◆ **CONSIGNE**
Recopiez fidèlement le passage de l'extrait sur l'art engagé ci-dessous, en commençant à « L’artiste adapte cette » et en terminant à « scène de pillage. ».

◆ **EXTRAIT DU DOCUMENT**
________________

L’artiste adapte cette scène biblique d’une grande violence en l’ancrant dans son époque. La scène se déroule dans un village flamand du XVIème siècle et fait écho aux violences causées par la répression des révoltes protestantes. L’œuvre est des plus graphique et présente des corps d’enfants ensanglantés. Elle sera censurée par l’empereur Rodolphe II de Habsbourg au début du XVIIIème siècle, le tableau est alors altéré pour transformer le massacre en scène de pillage.
La Guerre de Trente Ans1 donne lieu à la création de plusieurs œuvres pacifistes, une des plus connues est probablement celle de Pierre Paul Rubens, Les Horreurs de la guerre. Pour établir cette critique, Rubens fait appel à une allégorie. Dans cette toile aux références mythologiques, le spectateur voit Mars, dieu de la guerre, avancer impitoyablement face à la détresse et aux suppliques de Vénus et Europe. Cette représentation détournée du conflit qui déchire l’Europe permet à l’artiste d’exprimer son écœurement face à la guerre et son désir de pacifisme.
A partir du XVIIIème siècle, on dénote une augmentation des œuvres engagées. Le développement de la presse et de l’imprimerie marque l’avènement de la caricature, biais de critique des autorités encore régulièrement utilisé. Cependant la caricature fera l’objet d’un prochain article, nous ne développerons donc pas ce thème aujourd’hui.
En France, c’est notamment avec la Révolution que l’on observe une bascule dans le rôle de l’artiste. De plus en plus d’œuvres d’art sont porteuses de messages et d’idées qui vont parfois à l’encontre de l’autorité, voire carrément révolutionnaires.

________________

[Enregistrements provenant d'une source de données]
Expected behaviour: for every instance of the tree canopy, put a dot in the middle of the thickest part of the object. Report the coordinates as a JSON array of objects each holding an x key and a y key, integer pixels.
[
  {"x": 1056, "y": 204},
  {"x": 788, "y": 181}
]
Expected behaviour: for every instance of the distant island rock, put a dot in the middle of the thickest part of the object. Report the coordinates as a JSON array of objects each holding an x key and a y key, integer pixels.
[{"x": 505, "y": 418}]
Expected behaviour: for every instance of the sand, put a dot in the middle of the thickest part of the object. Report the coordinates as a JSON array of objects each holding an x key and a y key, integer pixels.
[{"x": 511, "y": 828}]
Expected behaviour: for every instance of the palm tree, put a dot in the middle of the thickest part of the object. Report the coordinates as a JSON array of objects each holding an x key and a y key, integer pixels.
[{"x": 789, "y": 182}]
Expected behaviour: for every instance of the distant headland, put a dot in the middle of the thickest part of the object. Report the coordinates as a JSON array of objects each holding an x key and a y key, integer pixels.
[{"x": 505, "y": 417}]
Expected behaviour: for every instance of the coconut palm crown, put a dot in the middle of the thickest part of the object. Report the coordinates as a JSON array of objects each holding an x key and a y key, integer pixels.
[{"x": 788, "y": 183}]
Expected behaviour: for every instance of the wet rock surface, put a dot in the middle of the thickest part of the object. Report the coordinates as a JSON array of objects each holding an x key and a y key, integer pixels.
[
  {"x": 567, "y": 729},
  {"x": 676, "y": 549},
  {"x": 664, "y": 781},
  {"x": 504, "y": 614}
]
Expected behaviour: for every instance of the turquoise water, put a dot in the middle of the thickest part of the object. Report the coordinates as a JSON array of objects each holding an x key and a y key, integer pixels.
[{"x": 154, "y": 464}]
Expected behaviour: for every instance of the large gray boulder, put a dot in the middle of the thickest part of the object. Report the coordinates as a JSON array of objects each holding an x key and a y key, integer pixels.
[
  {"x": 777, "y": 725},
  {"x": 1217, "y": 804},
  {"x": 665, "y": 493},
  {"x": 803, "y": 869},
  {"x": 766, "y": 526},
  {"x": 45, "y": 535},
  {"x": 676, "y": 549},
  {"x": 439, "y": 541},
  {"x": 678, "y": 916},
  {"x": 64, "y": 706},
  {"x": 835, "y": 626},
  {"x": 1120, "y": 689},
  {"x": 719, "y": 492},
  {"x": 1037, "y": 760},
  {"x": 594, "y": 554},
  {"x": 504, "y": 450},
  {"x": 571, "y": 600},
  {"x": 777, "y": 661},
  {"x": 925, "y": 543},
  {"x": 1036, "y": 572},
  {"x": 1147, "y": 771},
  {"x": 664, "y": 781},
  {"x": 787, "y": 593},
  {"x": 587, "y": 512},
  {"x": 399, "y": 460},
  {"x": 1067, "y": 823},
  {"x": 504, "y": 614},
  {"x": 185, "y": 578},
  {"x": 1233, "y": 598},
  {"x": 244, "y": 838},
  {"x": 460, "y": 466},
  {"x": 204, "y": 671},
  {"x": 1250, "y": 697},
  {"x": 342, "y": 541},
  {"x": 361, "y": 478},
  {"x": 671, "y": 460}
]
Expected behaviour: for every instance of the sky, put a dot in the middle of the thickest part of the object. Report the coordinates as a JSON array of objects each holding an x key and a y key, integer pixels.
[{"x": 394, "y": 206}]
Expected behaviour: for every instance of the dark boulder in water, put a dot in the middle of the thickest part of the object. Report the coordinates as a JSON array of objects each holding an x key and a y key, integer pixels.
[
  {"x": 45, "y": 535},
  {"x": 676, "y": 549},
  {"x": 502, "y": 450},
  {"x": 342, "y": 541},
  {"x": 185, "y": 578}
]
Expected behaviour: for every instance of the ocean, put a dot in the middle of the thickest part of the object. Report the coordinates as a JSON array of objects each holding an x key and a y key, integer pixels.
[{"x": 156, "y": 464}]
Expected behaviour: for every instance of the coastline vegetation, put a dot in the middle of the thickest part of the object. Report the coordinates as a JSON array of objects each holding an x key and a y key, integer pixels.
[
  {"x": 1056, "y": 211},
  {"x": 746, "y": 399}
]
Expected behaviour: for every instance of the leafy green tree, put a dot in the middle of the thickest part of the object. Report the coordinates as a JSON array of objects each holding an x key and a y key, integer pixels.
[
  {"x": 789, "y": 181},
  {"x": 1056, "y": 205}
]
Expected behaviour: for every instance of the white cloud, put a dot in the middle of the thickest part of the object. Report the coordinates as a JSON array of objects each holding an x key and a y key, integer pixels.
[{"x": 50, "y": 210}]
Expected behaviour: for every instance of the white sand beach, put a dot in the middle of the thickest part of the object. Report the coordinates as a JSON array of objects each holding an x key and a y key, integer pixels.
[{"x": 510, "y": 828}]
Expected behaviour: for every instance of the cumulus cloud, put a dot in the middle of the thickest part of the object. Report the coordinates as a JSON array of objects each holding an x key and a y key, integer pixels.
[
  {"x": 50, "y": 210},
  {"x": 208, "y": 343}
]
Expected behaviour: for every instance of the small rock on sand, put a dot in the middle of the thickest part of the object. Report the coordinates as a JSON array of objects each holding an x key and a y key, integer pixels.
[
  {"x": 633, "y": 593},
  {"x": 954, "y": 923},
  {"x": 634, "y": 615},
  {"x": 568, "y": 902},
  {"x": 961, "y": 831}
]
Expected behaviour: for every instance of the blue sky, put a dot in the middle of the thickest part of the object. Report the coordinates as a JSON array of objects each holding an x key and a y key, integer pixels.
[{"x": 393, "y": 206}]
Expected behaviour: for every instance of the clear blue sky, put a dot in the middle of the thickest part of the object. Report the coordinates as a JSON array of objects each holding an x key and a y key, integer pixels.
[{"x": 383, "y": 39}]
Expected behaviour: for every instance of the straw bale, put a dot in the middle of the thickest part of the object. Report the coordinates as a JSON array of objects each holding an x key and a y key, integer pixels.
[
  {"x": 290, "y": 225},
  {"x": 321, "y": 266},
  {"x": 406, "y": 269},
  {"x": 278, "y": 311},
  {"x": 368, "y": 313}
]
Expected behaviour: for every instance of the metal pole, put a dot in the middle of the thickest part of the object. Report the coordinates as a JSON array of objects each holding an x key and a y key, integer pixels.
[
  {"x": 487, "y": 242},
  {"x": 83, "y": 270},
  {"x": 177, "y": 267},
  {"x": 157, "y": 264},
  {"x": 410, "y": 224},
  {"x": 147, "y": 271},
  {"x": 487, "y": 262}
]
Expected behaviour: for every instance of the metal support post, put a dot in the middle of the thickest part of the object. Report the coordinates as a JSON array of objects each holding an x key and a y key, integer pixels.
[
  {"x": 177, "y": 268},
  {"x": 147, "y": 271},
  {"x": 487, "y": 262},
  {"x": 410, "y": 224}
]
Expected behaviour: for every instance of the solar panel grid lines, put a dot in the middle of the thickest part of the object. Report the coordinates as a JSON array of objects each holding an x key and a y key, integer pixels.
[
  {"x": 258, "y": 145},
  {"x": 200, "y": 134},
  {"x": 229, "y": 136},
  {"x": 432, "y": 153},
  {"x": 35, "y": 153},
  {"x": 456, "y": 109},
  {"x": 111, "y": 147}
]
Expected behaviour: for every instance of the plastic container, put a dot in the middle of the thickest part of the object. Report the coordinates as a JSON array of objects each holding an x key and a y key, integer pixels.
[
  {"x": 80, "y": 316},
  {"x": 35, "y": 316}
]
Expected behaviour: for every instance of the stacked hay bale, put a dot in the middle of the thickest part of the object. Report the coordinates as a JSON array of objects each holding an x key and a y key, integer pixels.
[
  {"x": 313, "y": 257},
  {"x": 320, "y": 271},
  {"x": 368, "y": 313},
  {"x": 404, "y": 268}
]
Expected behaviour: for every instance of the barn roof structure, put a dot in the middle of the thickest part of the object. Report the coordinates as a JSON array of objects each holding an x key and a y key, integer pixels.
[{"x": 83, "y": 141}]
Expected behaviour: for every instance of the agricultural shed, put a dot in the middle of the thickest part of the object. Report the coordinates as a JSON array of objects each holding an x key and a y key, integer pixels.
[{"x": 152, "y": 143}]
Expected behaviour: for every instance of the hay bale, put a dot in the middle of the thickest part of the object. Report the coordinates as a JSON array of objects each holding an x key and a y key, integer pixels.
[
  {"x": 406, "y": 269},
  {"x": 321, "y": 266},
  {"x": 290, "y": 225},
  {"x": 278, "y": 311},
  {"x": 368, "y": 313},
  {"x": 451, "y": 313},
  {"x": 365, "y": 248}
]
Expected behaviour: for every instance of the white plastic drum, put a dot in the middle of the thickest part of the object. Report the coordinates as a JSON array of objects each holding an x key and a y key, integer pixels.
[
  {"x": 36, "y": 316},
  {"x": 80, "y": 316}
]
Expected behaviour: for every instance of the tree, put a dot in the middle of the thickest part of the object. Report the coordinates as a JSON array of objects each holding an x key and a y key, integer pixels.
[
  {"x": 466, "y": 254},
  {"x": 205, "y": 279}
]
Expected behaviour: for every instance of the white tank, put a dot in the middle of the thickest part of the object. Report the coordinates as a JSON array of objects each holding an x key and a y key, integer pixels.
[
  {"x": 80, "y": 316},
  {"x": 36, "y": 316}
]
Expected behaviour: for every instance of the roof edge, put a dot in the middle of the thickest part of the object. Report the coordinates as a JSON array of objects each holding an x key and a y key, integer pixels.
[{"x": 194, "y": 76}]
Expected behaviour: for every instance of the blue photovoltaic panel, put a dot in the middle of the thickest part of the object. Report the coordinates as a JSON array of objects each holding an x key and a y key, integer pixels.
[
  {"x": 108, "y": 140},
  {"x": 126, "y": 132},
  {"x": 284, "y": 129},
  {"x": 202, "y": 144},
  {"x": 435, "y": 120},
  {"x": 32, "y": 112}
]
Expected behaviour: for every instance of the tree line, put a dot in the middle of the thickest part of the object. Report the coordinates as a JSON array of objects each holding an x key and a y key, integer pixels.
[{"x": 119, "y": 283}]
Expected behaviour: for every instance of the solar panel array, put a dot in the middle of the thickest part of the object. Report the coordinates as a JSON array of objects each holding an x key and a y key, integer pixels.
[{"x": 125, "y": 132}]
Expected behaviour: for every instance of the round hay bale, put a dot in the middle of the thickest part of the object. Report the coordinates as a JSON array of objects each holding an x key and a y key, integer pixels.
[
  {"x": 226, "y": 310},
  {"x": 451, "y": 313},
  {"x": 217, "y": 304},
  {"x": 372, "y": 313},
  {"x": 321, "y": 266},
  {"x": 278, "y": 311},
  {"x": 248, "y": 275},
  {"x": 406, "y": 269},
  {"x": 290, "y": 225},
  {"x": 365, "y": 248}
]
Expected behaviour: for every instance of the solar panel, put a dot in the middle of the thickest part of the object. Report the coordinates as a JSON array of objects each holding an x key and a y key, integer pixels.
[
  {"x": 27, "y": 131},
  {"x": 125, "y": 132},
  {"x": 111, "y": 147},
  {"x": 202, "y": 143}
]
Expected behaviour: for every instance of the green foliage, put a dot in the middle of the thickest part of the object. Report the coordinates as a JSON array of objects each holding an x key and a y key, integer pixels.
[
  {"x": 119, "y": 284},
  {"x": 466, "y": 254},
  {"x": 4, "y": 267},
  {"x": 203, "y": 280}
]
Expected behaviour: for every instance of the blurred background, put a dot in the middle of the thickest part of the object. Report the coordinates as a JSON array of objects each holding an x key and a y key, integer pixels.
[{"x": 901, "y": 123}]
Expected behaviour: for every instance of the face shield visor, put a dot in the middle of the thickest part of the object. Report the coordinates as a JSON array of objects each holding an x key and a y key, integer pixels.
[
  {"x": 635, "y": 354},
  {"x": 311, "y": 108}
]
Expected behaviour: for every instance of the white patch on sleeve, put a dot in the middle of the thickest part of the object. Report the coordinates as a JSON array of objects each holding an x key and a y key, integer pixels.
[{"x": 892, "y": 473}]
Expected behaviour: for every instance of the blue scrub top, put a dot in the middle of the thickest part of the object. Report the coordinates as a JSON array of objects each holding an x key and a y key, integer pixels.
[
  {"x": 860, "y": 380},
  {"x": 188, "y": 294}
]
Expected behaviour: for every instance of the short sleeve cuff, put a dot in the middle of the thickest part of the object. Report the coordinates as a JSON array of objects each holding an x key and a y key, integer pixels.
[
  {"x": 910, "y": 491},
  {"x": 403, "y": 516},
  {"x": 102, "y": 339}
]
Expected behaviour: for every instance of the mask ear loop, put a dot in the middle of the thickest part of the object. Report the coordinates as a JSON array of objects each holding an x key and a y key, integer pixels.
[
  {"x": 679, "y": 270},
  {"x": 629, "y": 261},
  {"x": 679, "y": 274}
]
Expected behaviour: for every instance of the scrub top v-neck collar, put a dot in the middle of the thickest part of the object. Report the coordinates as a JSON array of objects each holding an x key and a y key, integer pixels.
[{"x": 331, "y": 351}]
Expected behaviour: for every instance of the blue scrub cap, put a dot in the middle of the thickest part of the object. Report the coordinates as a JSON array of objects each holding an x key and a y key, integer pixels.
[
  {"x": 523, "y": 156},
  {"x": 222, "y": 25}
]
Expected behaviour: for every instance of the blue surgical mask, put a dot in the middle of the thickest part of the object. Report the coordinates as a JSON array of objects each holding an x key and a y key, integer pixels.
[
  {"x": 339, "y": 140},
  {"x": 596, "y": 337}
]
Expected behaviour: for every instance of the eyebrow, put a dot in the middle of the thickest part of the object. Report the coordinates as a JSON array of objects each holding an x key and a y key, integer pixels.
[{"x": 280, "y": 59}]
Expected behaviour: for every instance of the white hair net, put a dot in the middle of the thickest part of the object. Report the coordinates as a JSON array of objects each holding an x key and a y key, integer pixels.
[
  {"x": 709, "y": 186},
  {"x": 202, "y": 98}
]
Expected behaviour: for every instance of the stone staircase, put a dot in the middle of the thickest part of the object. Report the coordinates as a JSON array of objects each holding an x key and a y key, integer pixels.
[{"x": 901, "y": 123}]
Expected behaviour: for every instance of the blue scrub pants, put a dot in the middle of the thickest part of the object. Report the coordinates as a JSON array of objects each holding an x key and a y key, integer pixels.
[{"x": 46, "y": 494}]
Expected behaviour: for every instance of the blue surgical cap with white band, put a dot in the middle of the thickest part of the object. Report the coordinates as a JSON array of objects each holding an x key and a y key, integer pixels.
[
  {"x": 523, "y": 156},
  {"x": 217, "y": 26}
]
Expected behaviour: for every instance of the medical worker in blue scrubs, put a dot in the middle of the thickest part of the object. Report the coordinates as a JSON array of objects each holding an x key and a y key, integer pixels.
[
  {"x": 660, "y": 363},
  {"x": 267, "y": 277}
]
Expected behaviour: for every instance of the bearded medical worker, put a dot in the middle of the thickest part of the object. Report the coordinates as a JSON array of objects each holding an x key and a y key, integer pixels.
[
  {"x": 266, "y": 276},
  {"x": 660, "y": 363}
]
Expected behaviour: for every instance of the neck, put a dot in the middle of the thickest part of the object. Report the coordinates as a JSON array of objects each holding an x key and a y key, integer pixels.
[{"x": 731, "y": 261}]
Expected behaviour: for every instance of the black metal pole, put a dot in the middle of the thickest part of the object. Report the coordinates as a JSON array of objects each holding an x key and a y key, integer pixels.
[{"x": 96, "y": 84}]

________________

◆ **ZONE DE RÉPONSE**
L’artiste adapte cette scène biblique d’une grande violence en l’ancrant dans son époque. La scène se déroule dans un village flamand du XVIème siècle et fait écho aux violences causées par la répression des révoltes protestantes. L’œuvre est des plus graphique et présente des corps d’enfants ensanglantés. Elle sera censurée par l’empereur Rodolphe II de Habsbourg au début du XVIIIème siècle, le tableau est alors altéré pour transformer le massacre en scène de pillage.